Arrange the lines of the items below as a numbered list, leaving out any blank lines.

● **Data in this exercise**:
◆ ◆ ◆ ◆ ◆
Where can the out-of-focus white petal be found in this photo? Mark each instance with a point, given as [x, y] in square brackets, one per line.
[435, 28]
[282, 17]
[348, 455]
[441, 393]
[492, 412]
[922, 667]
◆ ◆ ◆ ◆ ◆
● **Reply**:
1. Where can the out-of-focus white petal be found in this photo? Mark each instance with a point, given as [x, y] in square brackets, one per line.
2. [435, 28]
3. [282, 17]
4. [348, 455]
5. [441, 393]
6. [492, 412]
7. [922, 667]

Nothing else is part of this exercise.